__Document passage__:
# # # #

This month has seen the coming and going of so many ideas and half-written mental histories; histories that have been scratched out, rewritten, re-glossed, re-contextualized in new ways, I hardly know how to begin in cataloging this great editorial process. However, what I want to discuss is something that is currently going on, as I research the history of American psychology (in service of another project). I have discovered, I think, the major reason that all of my encounters with counseling and psychology on the West Coast have been so very very unhelpful, and why, here overseas, interacting with psychologists trained to be A) straightforward and efficient and B) versed in theories related to PTSD and C) more open-minded and universal in their methodologies, I have found some actual aid and healing.
The main reason, I am starting to realize, is that the entire American psychological tradition is based in two movements: the sanitary psychology/moral health movement, and the mesmerism/spiritualism movement. The first, wherein psychological health, physical health, and morality/moral philosophy are all parts of the same pudding, so to speak (see Amariah Brigham, George Miller Beard, Upham, et al), lays the groundwork, really, for Cognitive Behavioral therapy, which is one of the most widely practiced in the Seattle area. Cognitive Behavioral therapy is the practice of training oneself mentally and physically to get better. This technique is good when treating depression brought on by bad habits or a situation that can be affected by the client; however, it falls very short when brought into cases of heavy trauma or ongoing psychological habits with roots other than personal life-choices which have lead to a downturn into depression. The second movement, the mesmerism/spiritualism movement which spread in America during the mid-1800s,
"...became part of a much broader American cultural movement away from established religion and toward an esthetic religiosity that stressed the achievement of inner harmony through self development, exploration of the heretofore hidden powers of the human mind, and transcendental contact with higher spiritual planes and powers (God, the ether, magnetic fluid, cosmic vibrations)" (Brynmawr University, Serendip. "Psychology in America." http://serendip.brynmawr.edu/Mind/before.html)

# # # #

__Data section__:

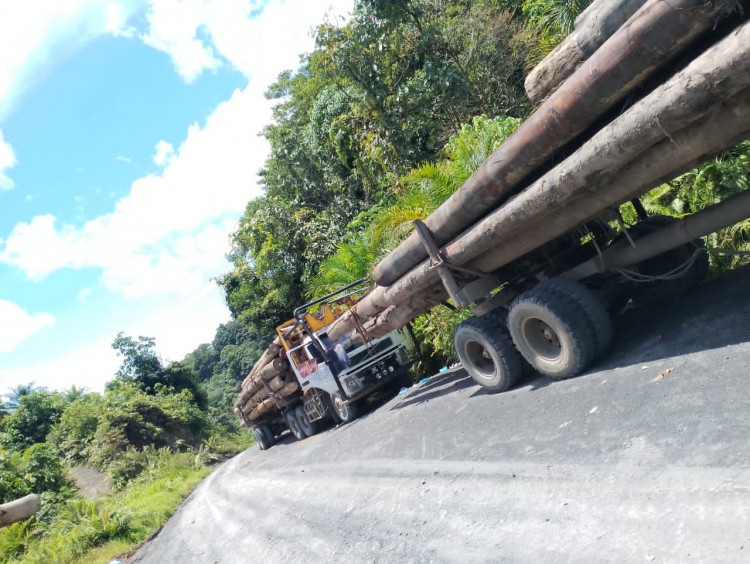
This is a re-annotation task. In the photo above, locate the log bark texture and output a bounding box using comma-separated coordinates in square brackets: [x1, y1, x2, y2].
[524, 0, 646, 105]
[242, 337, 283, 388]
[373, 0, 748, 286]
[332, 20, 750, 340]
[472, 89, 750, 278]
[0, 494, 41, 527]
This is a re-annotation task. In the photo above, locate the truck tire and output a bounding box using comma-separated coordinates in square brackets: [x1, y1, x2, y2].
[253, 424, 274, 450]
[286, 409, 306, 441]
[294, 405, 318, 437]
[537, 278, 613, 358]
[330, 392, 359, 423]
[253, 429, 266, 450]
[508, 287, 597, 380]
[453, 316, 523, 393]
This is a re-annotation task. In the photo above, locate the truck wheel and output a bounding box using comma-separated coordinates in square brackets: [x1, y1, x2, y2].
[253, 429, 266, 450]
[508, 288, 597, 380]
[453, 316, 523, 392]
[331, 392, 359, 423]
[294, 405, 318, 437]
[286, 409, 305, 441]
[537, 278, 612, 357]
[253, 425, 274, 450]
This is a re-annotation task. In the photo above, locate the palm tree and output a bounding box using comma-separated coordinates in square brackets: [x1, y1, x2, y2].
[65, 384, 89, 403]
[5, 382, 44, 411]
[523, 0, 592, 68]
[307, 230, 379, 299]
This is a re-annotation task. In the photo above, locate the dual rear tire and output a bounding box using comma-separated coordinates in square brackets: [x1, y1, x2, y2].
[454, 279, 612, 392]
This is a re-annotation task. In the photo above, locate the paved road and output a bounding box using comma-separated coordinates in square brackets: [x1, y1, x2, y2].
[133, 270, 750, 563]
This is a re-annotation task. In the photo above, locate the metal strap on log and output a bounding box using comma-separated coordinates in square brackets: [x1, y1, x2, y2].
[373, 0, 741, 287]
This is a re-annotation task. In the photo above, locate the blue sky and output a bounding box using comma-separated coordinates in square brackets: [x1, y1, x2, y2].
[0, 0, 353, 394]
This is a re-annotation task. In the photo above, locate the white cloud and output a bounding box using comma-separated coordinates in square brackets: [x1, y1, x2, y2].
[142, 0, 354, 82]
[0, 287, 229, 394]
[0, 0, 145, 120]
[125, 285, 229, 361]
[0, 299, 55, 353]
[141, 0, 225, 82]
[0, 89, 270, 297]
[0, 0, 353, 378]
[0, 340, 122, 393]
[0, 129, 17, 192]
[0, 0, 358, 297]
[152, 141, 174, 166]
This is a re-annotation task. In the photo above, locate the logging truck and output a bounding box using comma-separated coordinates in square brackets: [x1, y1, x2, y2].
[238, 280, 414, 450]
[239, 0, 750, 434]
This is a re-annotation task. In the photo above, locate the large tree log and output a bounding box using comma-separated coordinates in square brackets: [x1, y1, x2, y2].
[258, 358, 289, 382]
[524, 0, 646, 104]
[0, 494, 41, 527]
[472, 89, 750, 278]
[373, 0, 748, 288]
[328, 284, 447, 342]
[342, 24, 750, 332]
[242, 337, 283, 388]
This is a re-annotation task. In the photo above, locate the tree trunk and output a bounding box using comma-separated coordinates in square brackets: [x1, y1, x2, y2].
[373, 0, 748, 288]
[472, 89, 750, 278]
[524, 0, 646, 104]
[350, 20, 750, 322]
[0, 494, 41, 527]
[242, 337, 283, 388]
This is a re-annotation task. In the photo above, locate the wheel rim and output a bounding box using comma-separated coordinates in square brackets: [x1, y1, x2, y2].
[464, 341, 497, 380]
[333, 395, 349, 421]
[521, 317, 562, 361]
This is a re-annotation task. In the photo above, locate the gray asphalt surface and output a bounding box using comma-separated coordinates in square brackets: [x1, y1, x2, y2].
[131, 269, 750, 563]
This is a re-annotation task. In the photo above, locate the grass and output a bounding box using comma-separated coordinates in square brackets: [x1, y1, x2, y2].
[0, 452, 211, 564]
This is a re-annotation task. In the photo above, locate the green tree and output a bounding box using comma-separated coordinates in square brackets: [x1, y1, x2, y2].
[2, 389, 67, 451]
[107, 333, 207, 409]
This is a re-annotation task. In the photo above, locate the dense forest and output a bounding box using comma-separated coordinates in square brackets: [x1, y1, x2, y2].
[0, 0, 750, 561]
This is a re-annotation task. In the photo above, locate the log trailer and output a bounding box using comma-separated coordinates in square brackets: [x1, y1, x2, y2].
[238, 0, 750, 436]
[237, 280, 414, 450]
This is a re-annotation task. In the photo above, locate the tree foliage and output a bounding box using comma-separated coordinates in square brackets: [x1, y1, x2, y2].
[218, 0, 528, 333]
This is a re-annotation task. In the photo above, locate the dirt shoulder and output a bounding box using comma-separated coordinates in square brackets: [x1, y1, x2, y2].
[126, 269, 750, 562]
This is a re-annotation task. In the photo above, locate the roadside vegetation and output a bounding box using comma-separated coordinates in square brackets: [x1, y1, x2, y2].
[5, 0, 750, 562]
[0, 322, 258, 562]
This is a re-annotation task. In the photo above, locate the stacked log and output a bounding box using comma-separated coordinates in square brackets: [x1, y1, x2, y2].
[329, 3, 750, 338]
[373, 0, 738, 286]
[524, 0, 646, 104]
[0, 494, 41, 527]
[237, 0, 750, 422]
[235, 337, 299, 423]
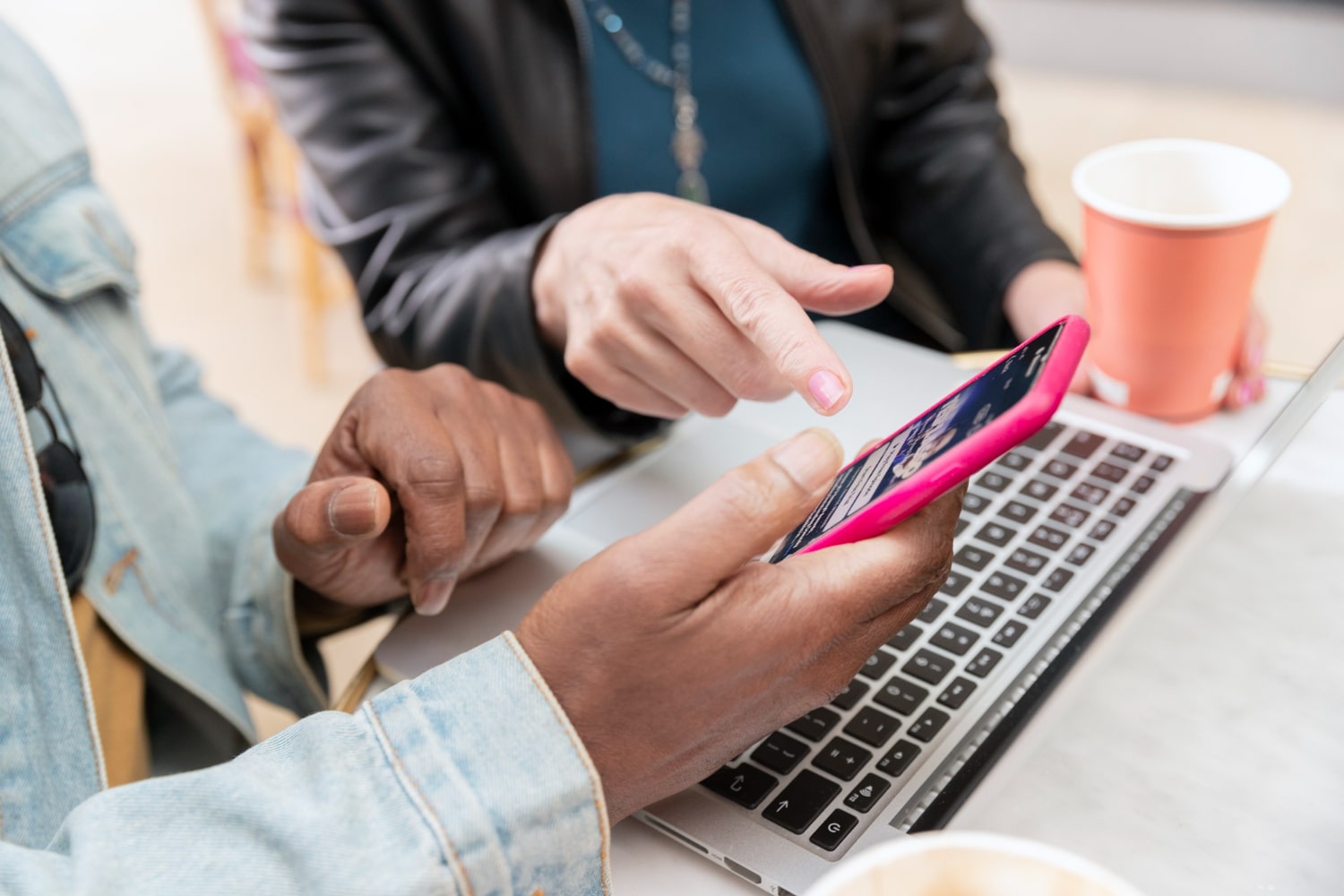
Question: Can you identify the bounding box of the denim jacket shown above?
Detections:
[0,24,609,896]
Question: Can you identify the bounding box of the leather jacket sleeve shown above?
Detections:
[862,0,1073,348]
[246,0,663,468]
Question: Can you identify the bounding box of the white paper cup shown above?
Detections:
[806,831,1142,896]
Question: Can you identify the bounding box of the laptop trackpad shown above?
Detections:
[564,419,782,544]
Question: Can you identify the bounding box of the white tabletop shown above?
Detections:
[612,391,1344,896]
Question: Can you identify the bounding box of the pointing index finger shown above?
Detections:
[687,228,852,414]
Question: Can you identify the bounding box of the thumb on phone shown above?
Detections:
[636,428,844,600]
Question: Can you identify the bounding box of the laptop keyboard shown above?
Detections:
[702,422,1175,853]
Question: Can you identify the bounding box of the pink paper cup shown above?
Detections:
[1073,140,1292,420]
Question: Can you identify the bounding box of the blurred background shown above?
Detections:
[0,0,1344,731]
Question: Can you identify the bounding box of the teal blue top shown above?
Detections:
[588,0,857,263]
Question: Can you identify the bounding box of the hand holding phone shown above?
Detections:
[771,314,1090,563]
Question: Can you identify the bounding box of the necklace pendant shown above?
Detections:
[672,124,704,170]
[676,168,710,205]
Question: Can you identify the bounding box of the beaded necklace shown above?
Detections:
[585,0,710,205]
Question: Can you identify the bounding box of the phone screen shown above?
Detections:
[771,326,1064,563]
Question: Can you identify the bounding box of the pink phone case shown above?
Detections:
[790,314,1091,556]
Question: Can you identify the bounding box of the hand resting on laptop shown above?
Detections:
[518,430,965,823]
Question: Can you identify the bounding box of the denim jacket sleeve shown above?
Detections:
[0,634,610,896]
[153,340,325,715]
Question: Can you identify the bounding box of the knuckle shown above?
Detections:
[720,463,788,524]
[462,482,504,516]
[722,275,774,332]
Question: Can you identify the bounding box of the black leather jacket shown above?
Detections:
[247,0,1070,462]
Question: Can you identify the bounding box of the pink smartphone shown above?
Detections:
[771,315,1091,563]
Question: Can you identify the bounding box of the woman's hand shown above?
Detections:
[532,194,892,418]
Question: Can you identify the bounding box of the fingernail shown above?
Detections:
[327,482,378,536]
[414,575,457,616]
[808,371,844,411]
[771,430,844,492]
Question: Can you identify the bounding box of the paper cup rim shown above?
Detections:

# # # #

__Tasks__:
1. From the passage on the roots of American psychology, reproduce the text starting at "This month has" and ending at "aid and healing.".
2. In the passage on the roots of American psychology, which form of therapy is called one of the most widely practiced in the Seattle area?
3. Pick up the passage on the roots of American psychology after its last sentence and carry it forward.

__Answers by item__:
1.
This month has seen the coming and going of so many ideas and half-written mental histories; histories that have been scratched out, rewritten, re-glossed, re-contextualized in new ways, I hardly know how to begin in cataloging this great editorial process. However, what I want to discuss is something that is currently going on, as I research the history of American psychology (in service of another project). I have discovered, I think, the major reason that all of my encounters with counseling and psychology on the West Coast have been so very very unhelpful, and why, here overseas, interacting with psychologists trained to be A) straightforward and efficient and B) versed in theories related to PTSD and C) more open-minded and universal in their methodologies, I have found some actual aid and healing.

2. Cognitive Behavioral therapy.

3.
The spiritualism also informs much of Cognitive Behavioral therapy in a very American way, influencing it to focus on the spiritual health of clients through their ability to access their own inner power through the exercise of physical habits and mental will power. For example, the Cognitive Behavioral practices of changing physical habits and mental repetition and thought-intervention (thought-stopping), seem to draw directly on these interlocking ideals of health/sanity/morality/transcendence.
Unfortunately for me, the American tradition could not address my very un-individualistic, one might even say thus "UnAMERICAN," trauma, as my trauma and history are particularly founded in inter-relational pain and the construction of a warped shared reality. However, I have found a great deal of help in the practice of psychotherapy at the US Naval Hospital, a strange reversal, but perhaps related to the fact that inter-relational pain is often the problem at issue for soldiers, sailors, and others going through traumas of separation and stress disorders. The past and people (two p's of great importance), must be highlighted in treatment of these clients.